§ Given instruction
Go through the entries and transcribe each one exactly, dropping the pictures.

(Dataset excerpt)

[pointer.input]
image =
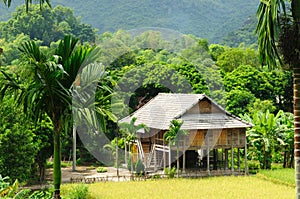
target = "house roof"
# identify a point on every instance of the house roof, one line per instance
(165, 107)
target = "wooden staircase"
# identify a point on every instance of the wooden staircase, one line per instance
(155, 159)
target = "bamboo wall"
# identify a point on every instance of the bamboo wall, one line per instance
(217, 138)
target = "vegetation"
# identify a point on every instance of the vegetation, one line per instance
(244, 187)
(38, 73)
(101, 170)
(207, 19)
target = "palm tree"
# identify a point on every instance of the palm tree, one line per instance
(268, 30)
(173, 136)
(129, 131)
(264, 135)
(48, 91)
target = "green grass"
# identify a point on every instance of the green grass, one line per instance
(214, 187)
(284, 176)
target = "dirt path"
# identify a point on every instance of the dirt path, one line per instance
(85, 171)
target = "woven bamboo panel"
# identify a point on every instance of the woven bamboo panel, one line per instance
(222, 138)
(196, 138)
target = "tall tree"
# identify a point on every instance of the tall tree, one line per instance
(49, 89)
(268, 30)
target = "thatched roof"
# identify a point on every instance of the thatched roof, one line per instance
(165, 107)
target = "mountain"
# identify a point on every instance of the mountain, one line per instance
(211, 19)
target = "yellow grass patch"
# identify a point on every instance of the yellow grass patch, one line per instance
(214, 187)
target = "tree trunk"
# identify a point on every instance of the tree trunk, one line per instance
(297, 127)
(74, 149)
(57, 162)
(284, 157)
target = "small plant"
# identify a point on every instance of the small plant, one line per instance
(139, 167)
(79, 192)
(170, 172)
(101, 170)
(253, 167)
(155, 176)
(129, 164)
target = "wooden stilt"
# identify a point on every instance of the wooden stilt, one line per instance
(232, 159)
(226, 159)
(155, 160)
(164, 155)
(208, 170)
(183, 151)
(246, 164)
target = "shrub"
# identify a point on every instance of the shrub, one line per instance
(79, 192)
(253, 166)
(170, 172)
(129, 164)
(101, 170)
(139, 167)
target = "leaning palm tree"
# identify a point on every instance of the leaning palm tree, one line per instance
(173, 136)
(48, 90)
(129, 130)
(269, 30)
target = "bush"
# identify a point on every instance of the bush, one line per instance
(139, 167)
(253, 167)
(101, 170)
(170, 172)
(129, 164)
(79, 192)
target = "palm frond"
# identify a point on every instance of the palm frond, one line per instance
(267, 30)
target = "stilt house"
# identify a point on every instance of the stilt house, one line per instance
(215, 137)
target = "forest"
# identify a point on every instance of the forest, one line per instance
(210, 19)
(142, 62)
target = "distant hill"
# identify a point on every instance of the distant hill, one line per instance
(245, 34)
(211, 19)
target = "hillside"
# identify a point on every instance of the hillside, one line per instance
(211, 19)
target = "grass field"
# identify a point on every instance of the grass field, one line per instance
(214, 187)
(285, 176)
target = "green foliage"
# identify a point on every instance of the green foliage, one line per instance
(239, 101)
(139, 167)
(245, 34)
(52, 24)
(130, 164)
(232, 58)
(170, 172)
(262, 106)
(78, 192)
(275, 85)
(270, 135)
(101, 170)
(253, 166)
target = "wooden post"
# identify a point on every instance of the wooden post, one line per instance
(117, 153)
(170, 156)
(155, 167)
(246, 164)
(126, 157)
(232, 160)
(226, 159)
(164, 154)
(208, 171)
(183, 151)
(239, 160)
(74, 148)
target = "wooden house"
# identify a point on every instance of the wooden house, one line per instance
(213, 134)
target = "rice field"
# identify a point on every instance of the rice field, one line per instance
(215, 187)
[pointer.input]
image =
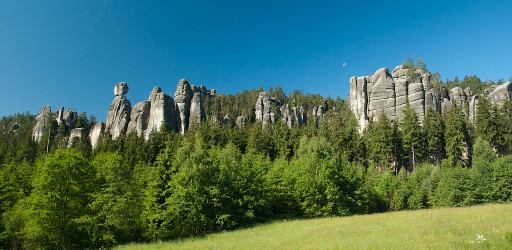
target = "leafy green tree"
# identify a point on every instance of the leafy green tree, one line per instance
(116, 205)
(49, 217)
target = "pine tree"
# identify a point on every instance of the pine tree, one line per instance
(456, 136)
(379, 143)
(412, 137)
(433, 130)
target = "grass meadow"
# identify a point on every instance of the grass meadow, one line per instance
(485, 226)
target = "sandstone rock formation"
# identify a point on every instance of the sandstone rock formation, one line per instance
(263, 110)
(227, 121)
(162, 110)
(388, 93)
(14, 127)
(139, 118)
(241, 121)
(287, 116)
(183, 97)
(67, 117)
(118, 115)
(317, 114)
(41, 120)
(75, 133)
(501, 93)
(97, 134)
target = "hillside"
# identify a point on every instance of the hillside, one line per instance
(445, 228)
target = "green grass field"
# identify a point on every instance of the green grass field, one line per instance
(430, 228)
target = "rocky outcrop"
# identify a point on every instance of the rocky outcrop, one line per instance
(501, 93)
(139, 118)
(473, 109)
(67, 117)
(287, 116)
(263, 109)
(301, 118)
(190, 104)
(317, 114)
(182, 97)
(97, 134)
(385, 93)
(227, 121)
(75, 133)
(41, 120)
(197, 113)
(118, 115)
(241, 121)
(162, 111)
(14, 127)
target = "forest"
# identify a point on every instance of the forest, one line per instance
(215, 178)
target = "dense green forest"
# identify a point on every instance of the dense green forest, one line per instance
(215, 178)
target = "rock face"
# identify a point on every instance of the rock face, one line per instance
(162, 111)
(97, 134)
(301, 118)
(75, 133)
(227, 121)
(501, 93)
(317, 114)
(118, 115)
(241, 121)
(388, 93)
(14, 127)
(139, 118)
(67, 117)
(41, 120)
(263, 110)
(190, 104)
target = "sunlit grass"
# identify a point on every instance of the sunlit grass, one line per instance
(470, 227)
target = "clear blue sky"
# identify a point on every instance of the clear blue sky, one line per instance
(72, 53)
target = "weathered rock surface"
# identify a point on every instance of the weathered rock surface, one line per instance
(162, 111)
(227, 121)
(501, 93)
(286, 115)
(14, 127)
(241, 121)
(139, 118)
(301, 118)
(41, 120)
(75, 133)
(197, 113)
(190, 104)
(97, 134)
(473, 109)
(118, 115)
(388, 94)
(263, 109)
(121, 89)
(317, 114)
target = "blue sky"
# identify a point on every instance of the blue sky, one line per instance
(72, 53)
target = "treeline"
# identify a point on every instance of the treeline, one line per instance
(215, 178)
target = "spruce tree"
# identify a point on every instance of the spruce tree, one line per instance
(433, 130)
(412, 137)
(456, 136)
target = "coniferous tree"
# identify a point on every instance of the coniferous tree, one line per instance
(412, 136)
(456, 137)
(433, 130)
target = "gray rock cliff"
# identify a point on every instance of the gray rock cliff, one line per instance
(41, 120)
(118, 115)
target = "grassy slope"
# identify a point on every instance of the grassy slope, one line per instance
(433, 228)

§ Output of the task
[pointer.input]
image =
target = "house roof"
# identify a point on every instance of the house roof, one line per instance
(165, 107)
target = "wooden staircase"
# identify a point on every instance of the wooden staircase, one line per instance
(155, 159)
target = "bamboo wall"
# identify a point on every instance of the bamboo wall, one line per instance
(217, 138)
target = "vegetation"
# identify a point on every instance of the vegetation, one line per instance
(244, 187)
(38, 73)
(101, 170)
(207, 19)
target = "palm tree"
# identify a point on every instance of the palm tree, one line per instance
(268, 30)
(173, 136)
(129, 131)
(264, 135)
(48, 91)
target = "green grass"
# identify a point on every instance of the green grass, one line per instance
(214, 187)
(284, 176)
target = "dirt path"
# identify a point on every instance of the dirt path, one line per instance
(85, 171)
target = "woven bamboo panel"
# identify a point on every instance of the woven bamboo panel, one line per instance
(222, 138)
(196, 138)
target = "tall tree"
# identify a point on every instance of the tall tree, one line per instance
(49, 89)
(268, 30)
target = "thatched roof"
# identify a point on every instance of the thatched roof, one line per instance
(165, 107)
target = "mountain"
# identify a point on every instance of the mountain, one line per instance
(211, 19)
target = "yellow grass patch"
# identify a point on every instance of the yellow grass patch, one line per instance
(214, 187)
target = "tree trunk"
# identify a point on every instance of the tree trunk, one line per instance
(297, 127)
(74, 149)
(57, 162)
(284, 157)
target = "small plant"
# identify a point on every instance of the small plant, one line per instance
(139, 167)
(79, 192)
(170, 172)
(101, 170)
(253, 167)
(155, 176)
(129, 164)
target = "wooden stilt"
# identify a point on every instance of the wooden stilt, one line per instance
(232, 159)
(226, 159)
(155, 160)
(164, 155)
(208, 170)
(183, 151)
(246, 164)
target = "shrub"
# identify a point on every instance of the shrub, one line per instance
(79, 192)
(253, 166)
(170, 172)
(129, 164)
(101, 170)
(139, 167)
target = "leaning palm tree"
# identify a point on every instance of the leaning palm tree, one line per instance
(173, 136)
(48, 90)
(129, 130)
(269, 30)
target = "bush"
# identify a point on every instance of the bush, one line per instance
(139, 167)
(253, 167)
(101, 170)
(170, 172)
(129, 164)
(79, 192)
target = "palm frond"
# identify a point on every instance of the palm frond, one line per instance
(267, 30)
target = "stilt house"
# identify a point on every instance of the stilt house, one line per instance
(215, 137)
target = "forest"
# identify a point on every instance of the forest, one line per instance
(210, 19)
(142, 62)
target = "distant hill"
# identify a point on every instance of the distant hill, one line per instance
(245, 34)
(211, 19)
target = "hillside"
# identify a point on every instance of the hillside, one line per instance
(211, 19)
target = "grass field"
# identify a point on every instance of the grass field, one line per instance
(214, 187)
(285, 176)
target = "green foliage"
# identify a point on every instance of the green foliage, one line per instance
(239, 101)
(139, 167)
(245, 34)
(52, 24)
(130, 164)
(232, 58)
(170, 172)
(262, 106)
(78, 192)
(275, 85)
(270, 135)
(101, 170)
(253, 166)
target = "wooden post"
# identify a point on every instance of the wooden post, one line per instance
(117, 153)
(170, 156)
(155, 167)
(246, 164)
(126, 157)
(232, 160)
(226, 159)
(164, 154)
(208, 171)
(183, 151)
(239, 160)
(74, 148)
target = "wooden house"
# identify a point on every instance of the wooden house, one line per instance
(213, 134)
target = "rice field"
# identify a point on every instance of the rice field, one line per instance
(215, 187)
[pointer.input]
image =
target = "leafy green tree"
# identify a point on every instance of the leafy green tree, one line per instance
(116, 205)
(49, 217)
target = "pine tree"
# identify a point on every instance of the pine tree, one line per instance
(456, 136)
(379, 143)
(412, 137)
(433, 130)
target = "grass meadow"
# identify a point on every instance of the grass meadow, one line per instance
(485, 226)
target = "sandstone rock formation"
# identify a point on every instance of the sandstone rock formation, one line per instance
(263, 110)
(227, 121)
(162, 110)
(388, 93)
(14, 127)
(139, 118)
(241, 121)
(287, 116)
(183, 97)
(67, 117)
(118, 115)
(317, 114)
(41, 120)
(75, 133)
(501, 93)
(97, 134)
target = "hillside"
# identify a point on every instance of the hillside, one line per instance
(445, 228)
target = "green grass field"
# identify a point on every instance of the green grass field, one line per instance
(430, 228)
target = "rocky outcrop"
# identify a point on every instance of the rocky outcrop, one line per instance
(501, 93)
(139, 118)
(473, 109)
(67, 117)
(287, 116)
(263, 109)
(301, 118)
(190, 104)
(317, 114)
(182, 97)
(97, 134)
(385, 93)
(227, 121)
(75, 133)
(41, 120)
(197, 113)
(118, 115)
(241, 121)
(162, 111)
(14, 127)
target = "forest"
# identify a point on every instance of the forest, one line per instance
(215, 178)
target = "dense green forest"
# identify a point on every instance of the dense green forest, one line per instance
(215, 178)
target = "rock face"
# identify a point on every instance of the rock face, one line per instance
(162, 111)
(97, 134)
(301, 118)
(75, 133)
(227, 121)
(501, 93)
(317, 114)
(118, 115)
(241, 121)
(388, 93)
(14, 127)
(139, 118)
(67, 117)
(41, 120)
(263, 110)
(190, 104)
target = "sunlit grass"
# identify a point on every instance of the sunlit grass, one line per instance
(470, 227)
target = "clear blue sky"
# identify a point on every instance of the clear blue sky, one line per instance
(72, 53)
target = "weathered rock surface"
# identify a point on every instance of the weathered rock surface, one line per instance
(162, 111)
(227, 121)
(501, 93)
(286, 115)
(14, 127)
(241, 121)
(139, 118)
(301, 118)
(41, 120)
(75, 133)
(197, 113)
(190, 104)
(97, 134)
(473, 109)
(118, 115)
(388, 94)
(263, 109)
(121, 89)
(317, 114)
target = "blue sky"
# identify a point on every instance of the blue sky, one line per instance
(72, 53)
target = "treeline"
# identify a point on every instance of the treeline, one line per instance
(215, 178)
target = "spruce tree"
# identify a point on every instance of the spruce tree, one line per instance
(433, 130)
(412, 137)
(456, 136)
target = "coniferous tree"
# identify a point on every instance of the coniferous tree, one line per instance
(412, 136)
(456, 137)
(433, 130)
target = "gray rock cliff"
# identify a point on every instance of the gray rock cliff, one line per instance
(41, 120)
(118, 115)
target = "grassy slope"
# identify a point on every instance of the grassy slope, one line per instance
(433, 228)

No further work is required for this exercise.